==== TEXTO FORNECIDO
Uma mudança de foco na atuação da Polícia Federal (PF) e do Ministério Público Federal (MPF) está amarrando os fios que ligam os garimpos ilegais a instituições financeiras que, autorizadas pelo governo, compram o ouro na Amazônia. As investigações da Força-Tarefa Amazônia (FTA) miram uma “lavanderia” de dinheiro sujo a céu aberto que, segundo uma das principais entidades do setor, a Associação Nacional do Ouro, movimenta anualmente entre R$ 4,5 a R$ 5 bilhões, o equivalente a algo em torno de 17% da produção oficial do minério, estimada, em média, em 100 toneladas.

As magníficas cifras, na maior parte, são resultados da extração ilegal de ouro em terras indígenas e em unidades de conservação ambiental. Mas incorporam também outras atividades clandestinas, como o contrabando, o descaminho do ouro ou mesmo o tráfico de drogas, que se aproveitam dos frágeis controles oficiais na Amazônia para acessar a economia formal.

“A gente passou a olhar para onde o ouro estava indo e como estava sendo internalizado na economia. É mais prático e produtivo focar no agente da “lavagem” do que em milhares de garimpeiros”, disse à Agência Pública a procuradora da República Ana Carolina Bragança, chefe da FTA.

Levantamento da Pública em apenas sete operações de vulto deflagradas nos últimos três anos pela FTA – Dilema de Midas I e II, Elemento 79, Minamata, Crisol, Ouro Perdido e Japeusa – mostra que, da extração ao comércio, foram movimentados cerca de R$ 650 milhões em ouro de origem suspeita. Segundo a PF e o MPF, a maior parte do minério é extraída de dezenas de garimpos ilegais que se proliferam por toda a Amazônia Legal, especialmente em regiões com a bacia do rio Tapajós, a maior província mineral do planeta em extensão, com 98 mil quilômetros quadrados, e de outras terras indígenas como a Yanomami, Raposa Serra do Sol, Tenharim, Munduruku e Kayapó, nos estados do Pará, Amazonas e Roraima.

Os investigadores seguiram o rastro do ouro ilegal e foram bater na porta de instituições instaladas no coração financeiro da América do Sul, em São Paulo, beneficiárias indiretas desse mercado clandestino. No seleto grupo que negocia com ouro estão 14 instituições, entre bancos, corretoras e seis distribuidoras de títulos e valores mobiliários (DTVMs), autorizadas pelo Banco Central a negociar ouro, todas elas filiadas à Associação Nacional do Ouro (Anoro).

Desde 2013, o presidente da Anoro é o empresário de garimpo e agente financeiro na avenida Paulista, Dirceu Santos Frederico Sobrinho, dono principal da Mineradora Ouro Roxo Ltda., da D’Gold Purificadora de Metais Preciosos e da FD Gold DTVM. Ele diz que o ouro clandestino é parte das 35 toneladas retiradas anualmente de garimpos, incorporadas à produção anual pela Agência Nacional de Mineração (ANM), órgão do Ministério de Minas e Energia, substituto do Departamento Nacional de Produção Mineral (DNPM). Depois de ziguezaguear por zonas garimpeiras e cidades das zonas de mineração como moeda corrente, o ouro de origem ilegal é vendido em postos de compra de grandes instituições financeiras e incorporado à economia formal por mecanismos fraudulentos. Já limpo, passa a fazer parte das reservas cambiais nacionais.
========
==== DADOS FORNECIDOS
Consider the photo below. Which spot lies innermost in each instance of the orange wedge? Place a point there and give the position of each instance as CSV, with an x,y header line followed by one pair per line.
========
## OBJETIVO
Responda, com base no texto sobre o ouro ilegal na Amazônia:
(a) Segundo a Associação Nacional do Ouro, quanto dinheiro a “lavanderia” movimenta por ano?
(b) Quantas instituições compõem o grupo que negocia com ouro?
(c) Desde que ano Dirceu Santos Frederico Sobrinho preside a Anoro?

## SOLUÇÃO
(a) Ela movimenta entre R$ 4,5 e R$ 5 bilhões por ano.
(b) O grupo é composto por 14 instituições.
(c) Ele preside a Anoro desde 2013.